## Task requirements
Send back the records in full, character for character.

## Entries shown
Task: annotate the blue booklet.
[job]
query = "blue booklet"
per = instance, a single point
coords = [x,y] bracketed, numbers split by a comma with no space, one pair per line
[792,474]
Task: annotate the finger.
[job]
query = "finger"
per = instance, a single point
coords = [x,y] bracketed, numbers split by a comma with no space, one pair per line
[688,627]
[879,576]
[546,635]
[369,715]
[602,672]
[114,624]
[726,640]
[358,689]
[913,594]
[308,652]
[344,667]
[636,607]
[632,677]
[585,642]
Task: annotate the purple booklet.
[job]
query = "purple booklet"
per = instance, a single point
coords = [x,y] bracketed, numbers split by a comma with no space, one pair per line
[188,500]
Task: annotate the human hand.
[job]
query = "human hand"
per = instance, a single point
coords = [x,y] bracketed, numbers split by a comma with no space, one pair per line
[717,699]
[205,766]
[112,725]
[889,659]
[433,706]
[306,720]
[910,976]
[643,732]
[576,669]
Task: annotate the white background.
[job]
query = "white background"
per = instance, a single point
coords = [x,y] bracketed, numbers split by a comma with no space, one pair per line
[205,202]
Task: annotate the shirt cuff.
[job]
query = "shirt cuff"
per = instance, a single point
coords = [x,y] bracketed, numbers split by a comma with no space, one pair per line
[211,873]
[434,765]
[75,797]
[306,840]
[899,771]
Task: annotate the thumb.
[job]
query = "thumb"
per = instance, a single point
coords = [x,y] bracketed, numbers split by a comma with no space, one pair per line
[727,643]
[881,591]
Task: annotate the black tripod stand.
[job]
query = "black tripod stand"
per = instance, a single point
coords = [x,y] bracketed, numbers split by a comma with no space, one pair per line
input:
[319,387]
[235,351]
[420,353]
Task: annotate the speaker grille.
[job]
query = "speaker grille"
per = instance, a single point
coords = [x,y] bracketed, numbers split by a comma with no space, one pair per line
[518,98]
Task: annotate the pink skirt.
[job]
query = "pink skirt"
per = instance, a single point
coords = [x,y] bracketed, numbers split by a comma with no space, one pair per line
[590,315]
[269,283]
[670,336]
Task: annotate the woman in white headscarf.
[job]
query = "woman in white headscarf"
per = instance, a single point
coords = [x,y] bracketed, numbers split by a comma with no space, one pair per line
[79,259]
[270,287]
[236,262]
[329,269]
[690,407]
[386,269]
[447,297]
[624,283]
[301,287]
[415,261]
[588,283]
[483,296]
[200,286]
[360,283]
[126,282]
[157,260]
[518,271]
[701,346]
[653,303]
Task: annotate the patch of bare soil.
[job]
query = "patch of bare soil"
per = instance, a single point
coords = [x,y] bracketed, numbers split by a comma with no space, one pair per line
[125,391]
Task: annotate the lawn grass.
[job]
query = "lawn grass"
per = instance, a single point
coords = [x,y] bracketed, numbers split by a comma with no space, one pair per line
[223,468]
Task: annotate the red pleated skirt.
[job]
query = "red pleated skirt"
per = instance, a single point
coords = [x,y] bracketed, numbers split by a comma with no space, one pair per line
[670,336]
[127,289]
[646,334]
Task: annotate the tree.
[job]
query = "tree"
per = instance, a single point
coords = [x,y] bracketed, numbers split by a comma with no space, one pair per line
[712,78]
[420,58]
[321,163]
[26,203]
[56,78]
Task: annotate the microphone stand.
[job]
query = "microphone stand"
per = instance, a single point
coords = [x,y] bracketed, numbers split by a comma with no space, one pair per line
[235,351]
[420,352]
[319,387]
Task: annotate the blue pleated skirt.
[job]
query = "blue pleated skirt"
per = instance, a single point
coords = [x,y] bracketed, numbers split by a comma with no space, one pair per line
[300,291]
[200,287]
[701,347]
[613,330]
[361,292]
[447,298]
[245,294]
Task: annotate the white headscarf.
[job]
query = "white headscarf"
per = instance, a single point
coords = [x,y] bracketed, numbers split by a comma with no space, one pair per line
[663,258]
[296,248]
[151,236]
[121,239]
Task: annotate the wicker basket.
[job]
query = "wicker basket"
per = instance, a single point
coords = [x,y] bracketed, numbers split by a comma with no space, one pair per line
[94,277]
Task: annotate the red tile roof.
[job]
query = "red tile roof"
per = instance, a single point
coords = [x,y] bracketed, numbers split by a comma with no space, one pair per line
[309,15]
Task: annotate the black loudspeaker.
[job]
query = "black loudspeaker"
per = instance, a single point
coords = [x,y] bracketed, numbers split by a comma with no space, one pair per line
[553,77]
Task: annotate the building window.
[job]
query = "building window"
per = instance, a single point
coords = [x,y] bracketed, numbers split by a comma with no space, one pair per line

## Solution to this task
Task: annotate the blue booklet.
[job]
query = "blue booklet"
per = instance, a single point
coords = [x,y] bracketed, numbers split by a comma with no space, one pair per line
[792,474]
Task: annotate the finger.
[job]
query = "finger"
per = instance, a single point
coords = [x,y] bracketed, numbers split by a comma with no space, one pair per line
[688,627]
[879,576]
[546,635]
[369,715]
[602,672]
[114,624]
[726,640]
[358,689]
[913,594]
[308,652]
[344,667]
[636,607]
[632,677]
[585,642]
Task: annotate the purple booklet.
[job]
query = "purple booklet"
per = instance, a single point
coords = [x,y] bracketed, numbers split by a comma with no space, one pair per line
[188,500]
Task: annotate the human hand.
[job]
query = "human hand"
per = instance, a single point
coords = [x,y] bracketed, numbers split by a comma with no space, one pair per line
[717,699]
[205,766]
[112,725]
[889,659]
[433,706]
[306,720]
[910,976]
[643,732]
[576,669]
Task: annotate the white background.
[job]
query = "white background"
per = instance, a single point
coords = [x,y] bracketed, numbers split by a comma with no space, one pair per line
[205,202]
Task: annotate the shirt cuff.
[job]
query = "shirt cuff"
per = instance, a single point
coords = [x,y] bracketed, numbers split by a comma with no space, one pair per line
[211,873]
[434,765]
[75,797]
[306,840]
[899,771]
Task: annotate the thumb.
[job]
query = "thumb"
per = instance, a single point
coords = [x,y] bracketed, numbers split by a comma with no space, one pair per line
[727,643]
[881,591]
Task: annotate the black tripod stand.
[job]
query = "black tripod stand"
per = instance, a single point
coords = [x,y] bracketed, numbers split by a comma with no space, one pair per line
input:
[319,387]
[235,351]
[420,353]
Task: annotate the speaker grille.
[job]
query = "speaker grille"
per = instance, a single point
coords = [x,y] bracketed, numbers split by a comma with no space, one pair per line
[518,98]
Task: annotate the pink skirt.
[job]
query = "pink skirt"
per = instance, a single point
coords = [x,y] bracketed, numbers split by a comma with no space, one pair per line
[590,315]
[269,283]
[670,336]
Task: annotate the woman in white headscarf.
[job]
query = "woman in white headscarf"
per = instance, a single point
coords = [x,y] bracketed, numbers split by a comma with no space, one pair per line
[79,259]
[270,287]
[236,262]
[329,269]
[690,407]
[386,269]
[447,297]
[624,283]
[301,287]
[415,261]
[588,283]
[483,296]
[200,286]
[360,283]
[126,282]
[157,260]
[518,271]
[701,346]
[653,303]
Task: annotate the patch of bare soil.
[job]
query = "patch of bare soil"
per = instance, a single point
coords = [x,y] bracketed, numbers split by a comma with no space, one pair per line
[125,391]
Task: annotate the lawn grass.
[job]
query = "lawn grass"
per = instance, a single point
coords = [x,y] bracketed, numbers split by a comma with no space, one pair per line
[223,468]
Task: annotate the red pleated skirt.
[job]
query = "red pleated skirt"
per = instance, a single point
coords = [x,y] bracketed, numbers split by a comma with no space, one pair per line
[670,336]
[127,289]
[646,334]
Task: annotate the tree.
[job]
query = "tree"
per = instance, a single point
coords = [x,y] bracketed, numbers split by a comma with no space, one pair per line
[712,78]
[420,58]
[321,163]
[26,203]
[56,78]
Task: annotate the microphone stand.
[job]
query = "microphone stand"
per = instance, a single point
coords = [x,y] bracketed, numbers split by a comma with no space, one pair per line
[235,351]
[420,352]
[319,387]
Task: annotate the blue pleated skirt.
[job]
query = "blue pleated skirt"
per = instance, a single point
coords = [x,y] bracketed, numbers split by a comma with no space, one pair per line
[300,291]
[200,287]
[701,347]
[613,330]
[361,292]
[447,298]
[245,294]
Task: annotate the white headscarf.
[job]
query = "white headscarf"
per = instance, a single point
coords = [x,y] bracketed, numbers split by a comma with no space, one pair per line
[663,258]
[296,248]
[151,236]
[121,239]
Task: annotate the wicker basket.
[job]
query = "wicker basket"
per = instance, a single point
coords = [x,y] bracketed, numbers split by a comma with no space, one pair per line
[94,277]
Task: annotate the red tile roof.
[job]
query = "red tile roof"
per = instance, a single point
coords = [x,y] bracketed, numbers split by a comma with no space, one pair per line
[309,15]
Task: annotate the black loudspeaker.
[job]
query = "black loudspeaker"
per = instance, a single point
coords = [x,y] bracketed, numbers split by a comma with no space, one pair per line
[553,77]
Task: annotate the building window.
[job]
query = "building window"
per = instance, a single point
coords = [x,y] bracketed, numbers split by a comma with no space, one pair per line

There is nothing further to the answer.